While her opponent sends corporate-funded mailers, Fatima Iqbal-Zubair delivers emergency supplies to neighbors.
On a shiny May afternoon, Fatima Iqbal-Zubair is gazing longingly over bags of groceries in her driveway. “Oh my god, I can’t believe I’m fasting,” she says. “Cream of wheat? This looks sooo good.”
Until last August, Fatima taught chemistry and lead a successful robotics team at the Jordan High School Complex in Watts — now she’s running for State Assembly against Mike Gipson in District 64, one of the most polluted districts in Los Angeles and one of the most vulnerable to the effects of COVID-19, which disproportionately targets communities with poor air quality.
When quarantine began, Fatima transformed her upstart campaign into a mutual aid program for her district, delivering necessary food and supplies to seniors — all during Ramadan. If elected, she would be the first ever Muslim person to join the State Assembly.
Fatima decided to run for office in part because her students in Watts didn’t have clean drinking water.
Toxic pipes beneath the school were never replaced — another example of environmental racism in her district.
“When developers build for marginalized communities they don’t follow the environmental code they would for a development, honestly, in a more privileged community,” she says.
District 64 encompasses the neighborhoods of Broadway-Manchester, Willowbrook, Watts, Compton, Wilmington and Carson, among others, and has a population of roughly 466,000. Until redlining forced black Angelenos into the area, the district was just oil country, home to the Wilmington oil field, the third largest oil field in the contiguous United States.
Today, 25% of the oil wells in all of California lie in district 64, and its residents are plagued by neighborhood drilling. Refineries and major highways further poison the air — in 2010, south Los Angeles had one of the highest rates of asthma-related hospitalization and emergency room visits in the county, while west LA had the lowest.
Fatima has been endorsed by Sunrise Los Angeles and Our Revolution, and is running for office to fight for a Green New Deal not just in California as a state but in her district too, on the local level, where politicians have sold out their constituents to big oil since prospectors drilled their first wells over a century ago. She hopes mutual aid can demonstrate that not all leaders will do the same.
“In this district there’s a lot of distrust with politicians, and this is a way to rebuild that trust,” she says. “A lot of people in my district have been taken advantage of, and they’ve never been given to.”
Her opponent, the incumbent Democrat Mike Gipson, accepts money from large corporations, including Juul, Coca Cola, Chevron, and Valero. In 2019 he took $41,400 in gifts from special interest groups, the second highest amount in the State Assembly and State Senate combined.
His environmental record is poor enough to suggest these donations bore fruit for his corporate backers: he voted “no” on a bill that would strengthen emissions reporting and transparency requirements for abandoned oil wells, and he voted “absent” on a slew of environmental bills, including a bill to close the Aliso Canyon gas facility in Porter Ranch, a bill to limit single-use plastics in California, and a bill to ensure state-mandated information on pollution was provided to ESL communities in the necessary languages.

**Task instructions:**
**1.** In the article on Fatima Iqbal-Zubair's campaign, rewrite the passage starting at "Her opponent, the" and ending at "State Senate combined.", with "special interest groups" changed to "corporate donors".
**2.** According to the article on Fatima Iqbal-Zubair's campaign, what share of all the oil wells in California lie in District 64?
**3.** Carry the article on Fatima Iqbal-Zubair's campaign forward from its last sentence.

**Available data:**
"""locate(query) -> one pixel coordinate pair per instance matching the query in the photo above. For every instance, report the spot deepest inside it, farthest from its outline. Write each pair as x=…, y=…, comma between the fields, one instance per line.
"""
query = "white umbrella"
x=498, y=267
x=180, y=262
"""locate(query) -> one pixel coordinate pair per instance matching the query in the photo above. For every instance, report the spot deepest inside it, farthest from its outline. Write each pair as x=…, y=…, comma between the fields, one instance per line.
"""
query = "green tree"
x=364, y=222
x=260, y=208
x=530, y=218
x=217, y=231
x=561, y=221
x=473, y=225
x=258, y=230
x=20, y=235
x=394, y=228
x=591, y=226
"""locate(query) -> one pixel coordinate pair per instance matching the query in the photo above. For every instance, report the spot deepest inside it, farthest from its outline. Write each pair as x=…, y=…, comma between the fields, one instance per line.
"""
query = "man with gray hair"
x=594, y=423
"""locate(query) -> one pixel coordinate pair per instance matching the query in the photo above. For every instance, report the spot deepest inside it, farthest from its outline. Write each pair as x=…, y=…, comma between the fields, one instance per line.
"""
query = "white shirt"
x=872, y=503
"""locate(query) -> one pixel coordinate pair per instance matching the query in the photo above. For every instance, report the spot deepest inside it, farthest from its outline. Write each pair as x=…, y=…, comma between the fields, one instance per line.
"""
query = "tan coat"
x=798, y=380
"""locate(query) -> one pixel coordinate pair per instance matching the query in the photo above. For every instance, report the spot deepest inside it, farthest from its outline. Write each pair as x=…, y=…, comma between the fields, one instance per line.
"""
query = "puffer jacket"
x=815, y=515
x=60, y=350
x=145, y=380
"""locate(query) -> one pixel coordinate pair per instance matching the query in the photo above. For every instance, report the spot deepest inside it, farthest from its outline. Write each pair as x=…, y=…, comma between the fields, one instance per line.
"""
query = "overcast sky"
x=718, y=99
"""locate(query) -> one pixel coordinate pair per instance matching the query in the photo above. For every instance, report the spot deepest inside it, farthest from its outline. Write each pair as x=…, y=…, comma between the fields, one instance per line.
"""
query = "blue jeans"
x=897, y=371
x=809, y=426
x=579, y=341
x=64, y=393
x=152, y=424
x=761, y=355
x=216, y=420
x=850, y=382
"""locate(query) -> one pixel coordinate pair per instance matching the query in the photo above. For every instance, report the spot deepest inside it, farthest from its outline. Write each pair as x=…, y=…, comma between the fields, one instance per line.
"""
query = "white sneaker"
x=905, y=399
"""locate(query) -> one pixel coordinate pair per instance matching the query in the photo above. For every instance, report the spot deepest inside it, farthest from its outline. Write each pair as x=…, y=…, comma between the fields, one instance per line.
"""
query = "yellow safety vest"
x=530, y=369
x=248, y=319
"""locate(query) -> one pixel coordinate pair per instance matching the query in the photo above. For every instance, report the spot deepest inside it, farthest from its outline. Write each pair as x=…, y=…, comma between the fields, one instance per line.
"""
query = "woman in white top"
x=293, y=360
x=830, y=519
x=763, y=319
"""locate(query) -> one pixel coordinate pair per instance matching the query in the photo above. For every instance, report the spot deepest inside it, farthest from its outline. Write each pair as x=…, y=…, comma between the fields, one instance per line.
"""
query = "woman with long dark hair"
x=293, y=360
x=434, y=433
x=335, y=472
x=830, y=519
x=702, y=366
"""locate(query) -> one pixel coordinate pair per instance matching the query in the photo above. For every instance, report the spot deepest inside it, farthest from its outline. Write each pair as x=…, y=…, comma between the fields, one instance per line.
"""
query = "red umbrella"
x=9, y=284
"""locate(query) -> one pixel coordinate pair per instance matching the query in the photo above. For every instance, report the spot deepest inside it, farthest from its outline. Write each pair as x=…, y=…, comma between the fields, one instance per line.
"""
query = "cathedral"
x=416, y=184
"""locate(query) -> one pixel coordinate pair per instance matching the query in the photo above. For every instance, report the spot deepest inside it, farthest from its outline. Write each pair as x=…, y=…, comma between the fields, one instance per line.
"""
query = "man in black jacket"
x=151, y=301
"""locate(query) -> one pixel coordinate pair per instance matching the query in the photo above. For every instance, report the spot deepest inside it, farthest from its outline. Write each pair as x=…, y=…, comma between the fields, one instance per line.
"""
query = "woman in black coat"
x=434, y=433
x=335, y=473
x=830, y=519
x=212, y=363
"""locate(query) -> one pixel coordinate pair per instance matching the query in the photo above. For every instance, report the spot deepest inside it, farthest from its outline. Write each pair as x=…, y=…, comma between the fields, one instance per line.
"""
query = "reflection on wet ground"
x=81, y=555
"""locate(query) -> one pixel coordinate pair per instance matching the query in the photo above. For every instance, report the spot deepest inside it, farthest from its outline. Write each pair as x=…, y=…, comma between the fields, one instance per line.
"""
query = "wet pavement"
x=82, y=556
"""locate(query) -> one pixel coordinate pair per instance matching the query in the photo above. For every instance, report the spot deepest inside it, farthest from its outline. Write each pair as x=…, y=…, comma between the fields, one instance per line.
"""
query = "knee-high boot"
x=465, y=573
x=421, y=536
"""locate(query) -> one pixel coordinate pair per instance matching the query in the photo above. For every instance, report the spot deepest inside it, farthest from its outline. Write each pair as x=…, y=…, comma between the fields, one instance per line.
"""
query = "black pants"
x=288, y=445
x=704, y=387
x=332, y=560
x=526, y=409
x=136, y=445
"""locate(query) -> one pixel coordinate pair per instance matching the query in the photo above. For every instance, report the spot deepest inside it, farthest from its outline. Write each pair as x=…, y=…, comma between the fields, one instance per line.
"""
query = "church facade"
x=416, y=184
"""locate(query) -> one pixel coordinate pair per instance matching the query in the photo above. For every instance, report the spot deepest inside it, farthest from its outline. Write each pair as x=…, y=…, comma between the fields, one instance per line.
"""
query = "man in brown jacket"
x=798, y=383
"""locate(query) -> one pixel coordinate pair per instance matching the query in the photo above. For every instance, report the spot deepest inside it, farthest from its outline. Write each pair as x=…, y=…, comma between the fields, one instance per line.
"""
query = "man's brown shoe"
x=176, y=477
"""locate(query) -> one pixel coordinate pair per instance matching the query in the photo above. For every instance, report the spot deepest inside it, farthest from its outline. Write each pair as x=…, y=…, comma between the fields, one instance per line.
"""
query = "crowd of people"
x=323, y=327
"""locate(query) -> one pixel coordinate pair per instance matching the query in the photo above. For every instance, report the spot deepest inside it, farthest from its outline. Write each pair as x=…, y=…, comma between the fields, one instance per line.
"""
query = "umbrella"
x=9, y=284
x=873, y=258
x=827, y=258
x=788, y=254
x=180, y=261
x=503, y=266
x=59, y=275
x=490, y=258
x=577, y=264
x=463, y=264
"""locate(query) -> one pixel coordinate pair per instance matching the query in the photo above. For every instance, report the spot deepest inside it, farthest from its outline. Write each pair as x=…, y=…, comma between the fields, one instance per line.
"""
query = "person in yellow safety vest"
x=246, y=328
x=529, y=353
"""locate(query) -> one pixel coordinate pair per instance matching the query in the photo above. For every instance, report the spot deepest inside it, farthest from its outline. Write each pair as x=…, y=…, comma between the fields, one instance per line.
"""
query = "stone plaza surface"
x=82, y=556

**Answers below:**
**1.**
Her opponent, the incumbent Democrat Mike Gipson, accepts money from large corporations, including Juul, Coca Cola, Chevron, and Valero. In 2019 he took $41,400 in gifts from corporate donors, the second highest amount in the State Assembly and State Senate combined.

**2.** 25%

**3.**
Perhaps most egregiously of all, he voted absent on a bill to increase funding to cities impacted by pollution — i.e., the cities that elected him to represent them.
As soon as Fatima launched her campaign, local activists began to tell her stories about Gipson. When fighting to pass SB-100, which mandated a 100% carbon-free electric grid in California by 2045, environmental groups attempting to call Gipson’s office found he had turned off the phones.
Before the virus, Fatima’s plan going forward was simple — activate a team of volunteers willing to knock on enough doors before November 3rd to offset whatever mailers Gipson would send out — but when the quarantine began, the campaign had to reevaluate their strategy.
Every Monday, Wednesday, and Friday, Fatima’s campaign calls registered voters over 60 years of age to connect them with emergency supplies. Some need food, some need masks, gloves or Lysol, some need help making rent, and some just want to talk. So far, the campaign has reached 1,400 residents over the phone, and hope to hit 2,000 before the end of May.
One woman Fatima spoke with was exhausted from taking care of her elderly mother, and when asked how she was doing, she began to cry. “I’ve been giving so much to my mom and no one’s checked in on me,” she said.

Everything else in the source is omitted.